Source passage:
◆ ◆ ◆
Art and Culture in Virtual Reality
“Art washes away from the soul the dust of everyday life”- Pablo Picasso
Millions around the world are lamenting cancelled vacations or postponed trips to the stunning museums in Paris or London, but thanks to modern technology, cultural connoisseurs can still satiate their thirst for enlightenment and anthropology via virtual cultural and artistic odysseys from the comforts of their homes. While there are over 2,500 institutions which now offer virtual tours of their collections on the Google Arts & Culture platform, our Culture Ambassadors have curated some of their favourites.
Uffizi Gallery, Florence, Italy
One of the world’s finest and oldest art galleries, the Uffizi Gallery was designed by the legendary Giorgio Vasari in 1560 for an influential member of the Medici family. Over the centuries, this stunning gallery has amassed an unparalleled collection of masterpieces from legendary artists such as Caravaggio, Titian, Michelangelo, Raphael and Leonardo da Vinci.
Musée d’Orsay, Paris, France
Originally constructed as a grand railway station and hotel, the Musée d’Orsay now houses the most comprehensive collection of impressionist and post-impressionist masterpieces in the world. Be enthralled by the brush strokes of Monet, Gauguin, Van Gogh and Jean-François Millet, among many others in a scintillating virtual art exhibition.
Guggenheim Museum, New York, United States
A visit to the Guggenheim is a unique experience unlike any offered by a conventional art gallery – architect Frank Lloyd Wright designed the museum to symbolise a journey into the artistic realm, with visitors walking up (or down) a gently sloping spiral. Featuring a massive collection of artwork from the Impressionist, Modern and Contemporary eras, art enthusiasts can browse the creations of great artists like Picasso, Kandinsky and Miró via Google Arts & Culture.
◆ ◆ ◆
Data:
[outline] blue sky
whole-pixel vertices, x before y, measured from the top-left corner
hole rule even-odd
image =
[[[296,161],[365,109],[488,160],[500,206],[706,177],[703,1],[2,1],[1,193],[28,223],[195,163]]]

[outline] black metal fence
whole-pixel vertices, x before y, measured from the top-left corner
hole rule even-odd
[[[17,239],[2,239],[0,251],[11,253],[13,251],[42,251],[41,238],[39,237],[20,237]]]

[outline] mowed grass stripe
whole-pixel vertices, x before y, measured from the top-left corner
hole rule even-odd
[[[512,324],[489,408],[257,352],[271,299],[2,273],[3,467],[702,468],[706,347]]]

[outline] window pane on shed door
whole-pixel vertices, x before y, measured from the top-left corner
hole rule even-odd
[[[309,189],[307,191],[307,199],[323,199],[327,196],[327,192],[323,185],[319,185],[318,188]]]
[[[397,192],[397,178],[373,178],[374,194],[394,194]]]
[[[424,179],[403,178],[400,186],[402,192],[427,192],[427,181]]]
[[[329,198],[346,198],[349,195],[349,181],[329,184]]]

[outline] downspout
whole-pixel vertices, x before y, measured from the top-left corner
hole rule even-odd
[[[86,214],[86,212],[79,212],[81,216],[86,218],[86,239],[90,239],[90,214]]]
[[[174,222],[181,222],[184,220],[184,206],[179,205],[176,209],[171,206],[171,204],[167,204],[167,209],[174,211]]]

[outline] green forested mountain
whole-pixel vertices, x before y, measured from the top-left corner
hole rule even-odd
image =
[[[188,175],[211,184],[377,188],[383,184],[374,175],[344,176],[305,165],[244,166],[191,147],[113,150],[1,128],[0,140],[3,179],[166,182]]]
◆ ◆ ◆
Requirement 1:
In the article on art and culture in virtual reality, who designed the Uffizi Gallery, and in what year?
Requirement 2:
According to the article on art and culture in virtual reality, why is a visit to the Guggenheim unlike one to a conventional art gallery?

Exercise response 1:
Giorgio Vasari designed it in 1560.

Exercise response 2:
Architect Frank Lloyd Wright designed the museum to symbolize a journey into the artistic realm. Visitors walk up or down a gently sloping spiral.